» TEXT SECTION
>>>>

… this utterance of the philosophers [of science] contains an unwarranted assumption, to wit, that whereas man’s capacity for intellectual abstraction is ever widening, his visual imagination is fixed and circumscribed. Here the philosophers are reckoning without the host, since our visualizing powers are determined for us not by them but by the men who paint.
… the art of the last half-century may well be schooling our eyes to live at ease with the new concepts forced upon our credulity by scientific reasoning.
This is from the collection Other Criteria: Confrontations with Twentieth-Century Art by Leo Steinberg (2007; 1972). The following is from the essay ‘The Eye is a Part of the Mind’ first published in 1967:
… There are ten ways, say the Chinese academicians, of depicting a mountain: by drawing wrinkles like the slashes of a large axe, or wrinkles like the hair of a cow’s hide; by brush-strokes wrinkled like a heap of firewood, or like the veins of lotus leaves. The rest are to be wrinkled like the folds of a belt, or the twists of a rope; or like raindrops, or like convoluted clouds, etc.
With rigorous training the Ming painters could, and did, acquire a dazzling proficiency in drawing the right wrinkles so as to evoke some long-assimilated and familiar facts about natural panoramas. They had mastered the skill of applying certain academic tricks for the drawing of mountains — but this is most emphatically not the same as skill in drawing actual mountains. The mechanical, the uncreative element lies not therefore in imitating nature, but in academicism, which is the passionless employment of preformed devices. Representation in art is the fashioning of graphic symbols to act as analogues for certain areas of visual experience. There is every difference between this fashioning of symbols, this transmutation and reduction of experience to symbolic pattern, and the use of symbols ready-made. In works that seem to duplicate a visible aspect of nature we must therefore distinguish between the recitation of a known fact and the discovery thereof, between the dexterous use of tools and their invention.

<<<<

» SOURCE DATA
>>>>

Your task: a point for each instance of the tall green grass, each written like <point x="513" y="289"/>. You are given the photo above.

<<<<

» PROBLEM REQUIREMENTS
Answer these questions about the art essay excerpt:
1. What does the philosophers' assumption hold about man's visual imagination?
2. In what year was the essay "The Eye is a Part of the Mind" first published?
3. How does the excerpt define academicism?

» SOLUTION BELOW
1. That it is fixed and circumscribed.
2. 1967.
3. As the passionless employment of preformed devices.